Remapping Cold War Media:
Institutions, Infrastructures, Translations
Co-edited with Mari Pajala
Why were Hollywood producers eager to film on the other side of the Iron Curtain? How did Western computer games become popular in socialist Czechoslovakia's youth paramilitary clubs? What did Finnish commercial television hope to gain from broadcasting Soviet drama?
Cold War media cultures are typically remembered in terms of an East-West binary, emphasizing conflict and propaganda. Remapping Cold War Media, however, offers a different perspective on the period, illuminating the extensive connections between media industries and cultures in Europe's Cold War East and their counterparts in the West and Global South. These connections were forged by pragmatic, technological, economic, political, and aesthetic forces; they had multiple, at times conflicting, functions and meanings. And they helped shape the ways in which media circulates today—from film festivals, to satellite networks, to coproductions.
Considering film, literature, radio, photography, computer games, and television, Remapping Cold War Media offers a transnational history of postwar media that spans Eastern and Western Europe, the Nordic countries, Cuba, the United States, and beyond. Contributors draw on extensive archival research to reveal how media traveled across geopolitical boundaries; the processes of translation, interpretation, and reception on which these travels depended; and the significance of media form, content, industries, and infrastructures then and now.

[Position annotation listing]

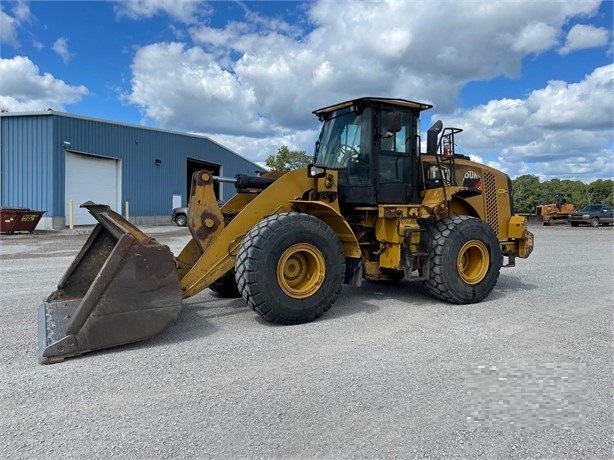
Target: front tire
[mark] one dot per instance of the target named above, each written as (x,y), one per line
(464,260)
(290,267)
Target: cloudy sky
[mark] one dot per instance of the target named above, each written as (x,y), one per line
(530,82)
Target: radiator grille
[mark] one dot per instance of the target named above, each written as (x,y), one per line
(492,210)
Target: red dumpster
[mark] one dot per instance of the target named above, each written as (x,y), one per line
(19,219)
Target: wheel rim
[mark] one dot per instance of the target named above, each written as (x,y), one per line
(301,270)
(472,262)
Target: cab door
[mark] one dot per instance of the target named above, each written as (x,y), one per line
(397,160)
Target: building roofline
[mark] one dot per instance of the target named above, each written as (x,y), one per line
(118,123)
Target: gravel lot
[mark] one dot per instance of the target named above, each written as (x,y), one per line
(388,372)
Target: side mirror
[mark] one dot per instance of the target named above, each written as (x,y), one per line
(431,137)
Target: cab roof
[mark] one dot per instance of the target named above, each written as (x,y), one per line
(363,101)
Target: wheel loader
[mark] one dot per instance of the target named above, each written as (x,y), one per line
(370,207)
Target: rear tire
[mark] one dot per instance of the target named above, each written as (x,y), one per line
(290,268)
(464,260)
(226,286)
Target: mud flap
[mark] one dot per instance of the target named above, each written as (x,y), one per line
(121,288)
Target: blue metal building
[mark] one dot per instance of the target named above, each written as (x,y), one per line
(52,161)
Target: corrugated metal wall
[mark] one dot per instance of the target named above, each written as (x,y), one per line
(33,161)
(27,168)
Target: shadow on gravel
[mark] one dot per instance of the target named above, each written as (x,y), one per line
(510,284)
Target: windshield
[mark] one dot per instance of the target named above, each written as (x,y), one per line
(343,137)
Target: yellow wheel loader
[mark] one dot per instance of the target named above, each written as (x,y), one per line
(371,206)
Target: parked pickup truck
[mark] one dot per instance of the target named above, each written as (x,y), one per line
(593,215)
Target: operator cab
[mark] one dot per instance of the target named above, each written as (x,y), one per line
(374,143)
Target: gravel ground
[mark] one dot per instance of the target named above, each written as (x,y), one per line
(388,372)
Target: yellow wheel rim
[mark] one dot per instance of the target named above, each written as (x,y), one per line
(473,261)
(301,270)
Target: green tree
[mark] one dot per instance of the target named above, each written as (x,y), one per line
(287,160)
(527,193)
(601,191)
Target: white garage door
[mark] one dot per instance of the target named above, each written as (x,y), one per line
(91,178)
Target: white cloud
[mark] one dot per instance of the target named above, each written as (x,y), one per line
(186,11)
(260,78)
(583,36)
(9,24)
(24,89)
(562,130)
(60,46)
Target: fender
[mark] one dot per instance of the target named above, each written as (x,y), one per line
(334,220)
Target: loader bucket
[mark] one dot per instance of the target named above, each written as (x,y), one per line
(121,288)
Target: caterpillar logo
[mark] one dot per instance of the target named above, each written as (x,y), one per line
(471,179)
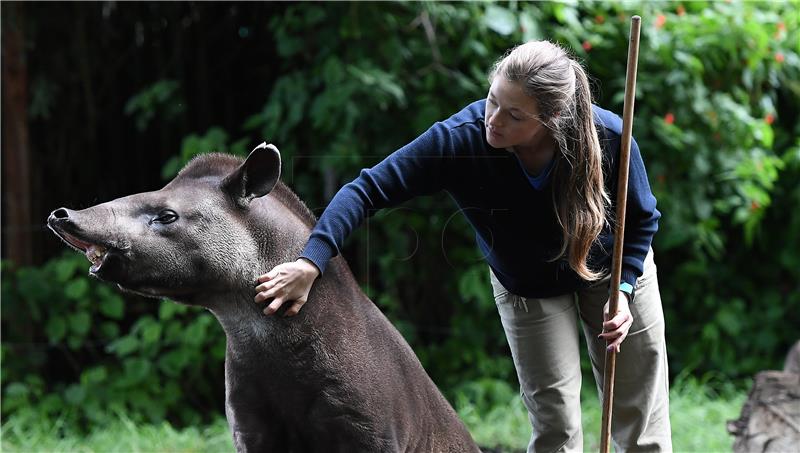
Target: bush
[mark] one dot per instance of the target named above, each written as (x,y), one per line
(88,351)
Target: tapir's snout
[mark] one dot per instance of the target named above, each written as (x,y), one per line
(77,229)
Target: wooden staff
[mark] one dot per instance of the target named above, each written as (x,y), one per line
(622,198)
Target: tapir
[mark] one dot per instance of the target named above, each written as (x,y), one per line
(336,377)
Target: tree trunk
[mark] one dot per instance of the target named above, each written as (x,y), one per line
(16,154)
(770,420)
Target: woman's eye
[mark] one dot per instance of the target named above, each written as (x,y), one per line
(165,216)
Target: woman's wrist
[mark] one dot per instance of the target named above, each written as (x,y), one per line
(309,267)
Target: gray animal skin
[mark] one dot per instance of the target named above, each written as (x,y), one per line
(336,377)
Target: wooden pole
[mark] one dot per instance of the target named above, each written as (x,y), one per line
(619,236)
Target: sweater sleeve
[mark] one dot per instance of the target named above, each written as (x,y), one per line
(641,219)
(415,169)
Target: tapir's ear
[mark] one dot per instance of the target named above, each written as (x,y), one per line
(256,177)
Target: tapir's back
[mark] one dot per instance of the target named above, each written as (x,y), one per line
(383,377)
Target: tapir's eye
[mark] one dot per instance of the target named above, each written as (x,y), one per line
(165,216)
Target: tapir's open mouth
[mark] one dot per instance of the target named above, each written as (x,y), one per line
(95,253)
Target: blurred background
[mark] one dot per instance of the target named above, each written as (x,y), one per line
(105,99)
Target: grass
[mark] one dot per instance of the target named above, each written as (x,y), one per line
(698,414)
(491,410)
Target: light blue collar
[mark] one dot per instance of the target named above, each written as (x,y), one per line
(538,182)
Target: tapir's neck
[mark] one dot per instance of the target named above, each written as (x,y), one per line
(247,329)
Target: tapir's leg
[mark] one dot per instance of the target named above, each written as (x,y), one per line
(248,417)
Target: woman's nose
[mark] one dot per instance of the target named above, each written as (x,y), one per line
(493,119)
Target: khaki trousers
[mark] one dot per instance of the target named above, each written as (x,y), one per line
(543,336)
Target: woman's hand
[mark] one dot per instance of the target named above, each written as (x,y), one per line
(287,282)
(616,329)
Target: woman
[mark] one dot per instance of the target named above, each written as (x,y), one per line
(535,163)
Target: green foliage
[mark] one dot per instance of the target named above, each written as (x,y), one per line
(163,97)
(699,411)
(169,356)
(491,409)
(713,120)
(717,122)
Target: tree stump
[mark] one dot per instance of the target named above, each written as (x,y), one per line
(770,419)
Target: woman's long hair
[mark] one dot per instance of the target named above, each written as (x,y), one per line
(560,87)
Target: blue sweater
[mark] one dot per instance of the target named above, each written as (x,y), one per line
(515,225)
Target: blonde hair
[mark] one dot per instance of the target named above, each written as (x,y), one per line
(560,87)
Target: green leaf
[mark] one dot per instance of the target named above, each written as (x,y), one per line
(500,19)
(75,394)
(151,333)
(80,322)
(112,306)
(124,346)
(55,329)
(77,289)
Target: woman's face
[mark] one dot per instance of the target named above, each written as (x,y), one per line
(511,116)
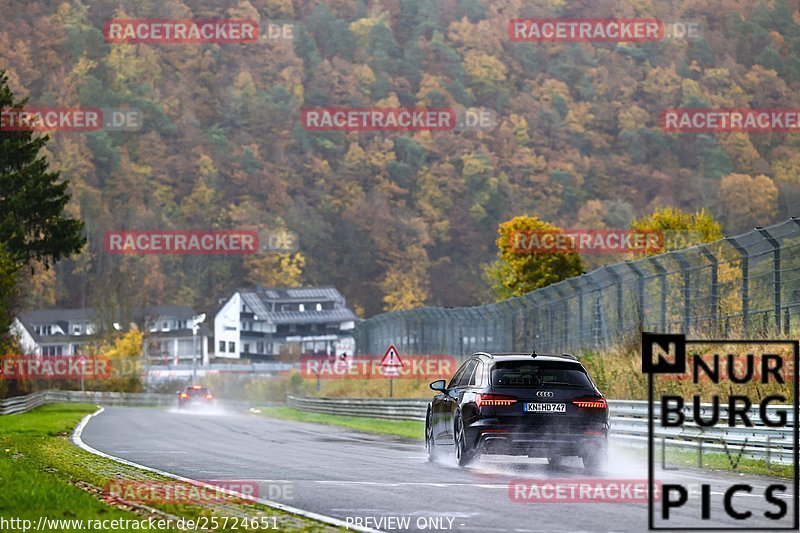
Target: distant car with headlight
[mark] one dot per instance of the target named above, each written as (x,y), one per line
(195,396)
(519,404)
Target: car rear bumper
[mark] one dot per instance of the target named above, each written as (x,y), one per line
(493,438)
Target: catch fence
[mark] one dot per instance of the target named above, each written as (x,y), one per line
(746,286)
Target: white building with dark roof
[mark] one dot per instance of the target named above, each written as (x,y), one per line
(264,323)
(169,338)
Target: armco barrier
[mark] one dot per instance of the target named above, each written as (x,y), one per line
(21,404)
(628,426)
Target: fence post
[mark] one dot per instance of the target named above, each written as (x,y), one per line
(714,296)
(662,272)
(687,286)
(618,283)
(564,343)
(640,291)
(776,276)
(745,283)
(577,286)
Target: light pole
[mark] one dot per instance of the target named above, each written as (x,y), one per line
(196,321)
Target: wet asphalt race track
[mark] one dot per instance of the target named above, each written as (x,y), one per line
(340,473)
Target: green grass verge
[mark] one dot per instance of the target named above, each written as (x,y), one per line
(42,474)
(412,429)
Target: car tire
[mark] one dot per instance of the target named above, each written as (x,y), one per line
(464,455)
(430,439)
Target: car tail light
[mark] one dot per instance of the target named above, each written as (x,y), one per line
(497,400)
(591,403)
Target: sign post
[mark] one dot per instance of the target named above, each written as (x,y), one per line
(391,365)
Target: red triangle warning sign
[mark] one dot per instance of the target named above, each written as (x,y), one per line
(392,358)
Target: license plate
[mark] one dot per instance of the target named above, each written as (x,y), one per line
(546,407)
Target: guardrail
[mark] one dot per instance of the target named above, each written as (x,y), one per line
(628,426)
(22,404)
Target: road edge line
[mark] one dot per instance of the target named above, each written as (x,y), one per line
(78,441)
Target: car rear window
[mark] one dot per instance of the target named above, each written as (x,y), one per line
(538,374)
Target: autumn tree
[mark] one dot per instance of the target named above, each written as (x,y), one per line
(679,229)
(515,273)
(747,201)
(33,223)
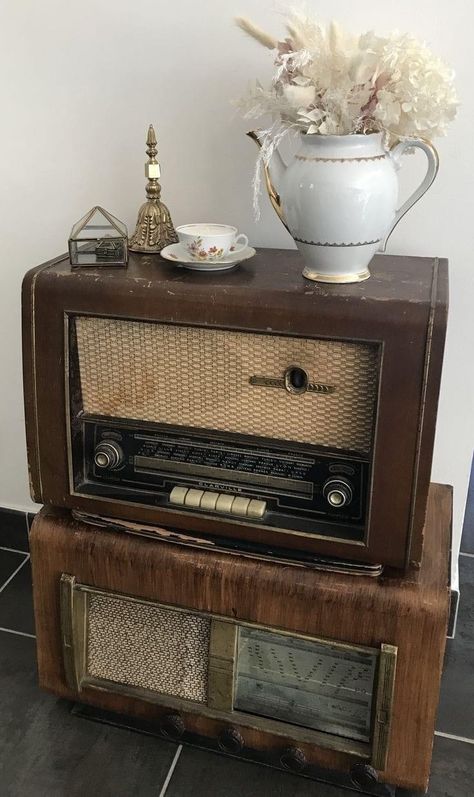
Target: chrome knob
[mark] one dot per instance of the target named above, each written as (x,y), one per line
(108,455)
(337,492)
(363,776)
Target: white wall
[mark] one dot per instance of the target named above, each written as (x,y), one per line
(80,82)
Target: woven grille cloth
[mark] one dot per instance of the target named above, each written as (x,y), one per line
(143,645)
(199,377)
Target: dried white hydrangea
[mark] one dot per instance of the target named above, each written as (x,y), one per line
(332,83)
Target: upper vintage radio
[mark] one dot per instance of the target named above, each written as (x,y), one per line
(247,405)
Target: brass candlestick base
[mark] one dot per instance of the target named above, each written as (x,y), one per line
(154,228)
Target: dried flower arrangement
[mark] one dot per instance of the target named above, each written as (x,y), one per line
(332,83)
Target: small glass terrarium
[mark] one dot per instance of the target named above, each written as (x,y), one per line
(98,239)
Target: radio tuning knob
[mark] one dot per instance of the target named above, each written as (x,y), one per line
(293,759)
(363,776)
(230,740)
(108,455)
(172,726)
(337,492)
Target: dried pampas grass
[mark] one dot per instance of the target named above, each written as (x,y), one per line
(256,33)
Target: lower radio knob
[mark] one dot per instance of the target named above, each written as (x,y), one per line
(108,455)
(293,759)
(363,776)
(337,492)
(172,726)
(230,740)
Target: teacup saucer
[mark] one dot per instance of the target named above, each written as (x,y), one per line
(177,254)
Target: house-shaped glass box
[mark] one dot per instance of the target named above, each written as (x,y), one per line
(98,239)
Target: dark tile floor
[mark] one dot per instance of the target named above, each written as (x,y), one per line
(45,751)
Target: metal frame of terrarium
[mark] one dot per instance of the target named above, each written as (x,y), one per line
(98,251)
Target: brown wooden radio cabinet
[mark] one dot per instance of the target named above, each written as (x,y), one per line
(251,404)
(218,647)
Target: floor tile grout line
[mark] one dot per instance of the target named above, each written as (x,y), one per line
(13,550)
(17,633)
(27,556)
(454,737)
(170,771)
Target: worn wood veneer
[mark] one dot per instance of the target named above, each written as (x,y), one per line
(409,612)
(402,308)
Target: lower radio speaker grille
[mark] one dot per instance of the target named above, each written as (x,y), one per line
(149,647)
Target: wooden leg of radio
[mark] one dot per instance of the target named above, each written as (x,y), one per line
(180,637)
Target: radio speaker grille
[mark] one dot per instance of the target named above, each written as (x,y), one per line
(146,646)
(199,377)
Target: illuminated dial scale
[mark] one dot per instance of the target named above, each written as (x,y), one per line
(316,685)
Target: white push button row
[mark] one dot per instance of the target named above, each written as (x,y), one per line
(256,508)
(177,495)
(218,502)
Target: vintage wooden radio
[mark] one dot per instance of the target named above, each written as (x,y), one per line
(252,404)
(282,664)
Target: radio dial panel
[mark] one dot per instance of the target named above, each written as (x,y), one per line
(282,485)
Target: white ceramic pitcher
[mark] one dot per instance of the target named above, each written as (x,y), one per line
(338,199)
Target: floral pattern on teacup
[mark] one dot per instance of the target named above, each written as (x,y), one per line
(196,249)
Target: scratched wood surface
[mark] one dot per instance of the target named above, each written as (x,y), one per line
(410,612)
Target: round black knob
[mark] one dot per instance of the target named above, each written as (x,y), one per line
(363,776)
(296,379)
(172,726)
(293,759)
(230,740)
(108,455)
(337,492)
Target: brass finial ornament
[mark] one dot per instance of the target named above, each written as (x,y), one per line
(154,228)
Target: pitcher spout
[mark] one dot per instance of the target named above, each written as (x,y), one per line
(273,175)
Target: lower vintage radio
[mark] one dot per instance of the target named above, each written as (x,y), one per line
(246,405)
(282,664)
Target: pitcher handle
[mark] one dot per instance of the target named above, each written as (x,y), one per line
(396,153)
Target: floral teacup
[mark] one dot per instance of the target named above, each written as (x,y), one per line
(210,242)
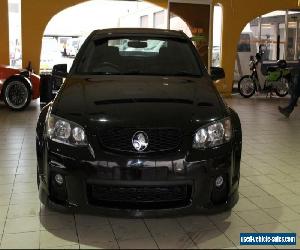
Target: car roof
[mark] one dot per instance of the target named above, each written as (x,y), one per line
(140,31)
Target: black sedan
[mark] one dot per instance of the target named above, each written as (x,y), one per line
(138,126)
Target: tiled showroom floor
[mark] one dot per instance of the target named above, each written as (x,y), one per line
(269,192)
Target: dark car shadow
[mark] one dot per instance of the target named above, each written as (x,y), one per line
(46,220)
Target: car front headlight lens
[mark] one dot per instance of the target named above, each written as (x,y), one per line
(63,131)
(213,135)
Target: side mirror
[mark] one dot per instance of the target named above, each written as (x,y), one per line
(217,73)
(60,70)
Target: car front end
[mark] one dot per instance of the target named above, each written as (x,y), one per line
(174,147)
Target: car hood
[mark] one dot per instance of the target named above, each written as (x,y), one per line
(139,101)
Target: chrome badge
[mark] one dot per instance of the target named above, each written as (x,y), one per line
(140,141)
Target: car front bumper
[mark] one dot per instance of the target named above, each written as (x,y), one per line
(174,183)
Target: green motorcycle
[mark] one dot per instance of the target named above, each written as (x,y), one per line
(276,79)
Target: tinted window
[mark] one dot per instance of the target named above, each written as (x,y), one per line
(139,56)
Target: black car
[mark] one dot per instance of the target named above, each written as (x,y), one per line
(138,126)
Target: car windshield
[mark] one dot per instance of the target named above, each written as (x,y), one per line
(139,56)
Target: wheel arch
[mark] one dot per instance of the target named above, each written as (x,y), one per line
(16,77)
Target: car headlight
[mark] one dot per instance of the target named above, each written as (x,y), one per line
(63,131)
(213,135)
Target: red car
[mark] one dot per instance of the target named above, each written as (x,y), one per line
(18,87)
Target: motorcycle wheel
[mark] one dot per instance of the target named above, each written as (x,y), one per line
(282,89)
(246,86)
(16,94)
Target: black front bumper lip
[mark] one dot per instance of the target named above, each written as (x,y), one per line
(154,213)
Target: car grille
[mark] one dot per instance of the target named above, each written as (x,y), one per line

** Requirements **
Reproduce the passage of the Cold War media text from "Considering film, literature, radio, photography, computer" up to and including "then and now.".

** Full output **
Considering film, literature, radio, photography, computer games, and television, Remapping Cold War Media offers a transnational history of postwar media that spans Eastern and Western Europe, the Nordic countries, Cuba, the United States, and beyond. Contributors draw on extensive archival research to reveal how media traveled across geopolitical boundaries; the processes of translation, interpretation, and reception on which these travels depended; and the significance of media form, content, industries, and infrastructures then and now.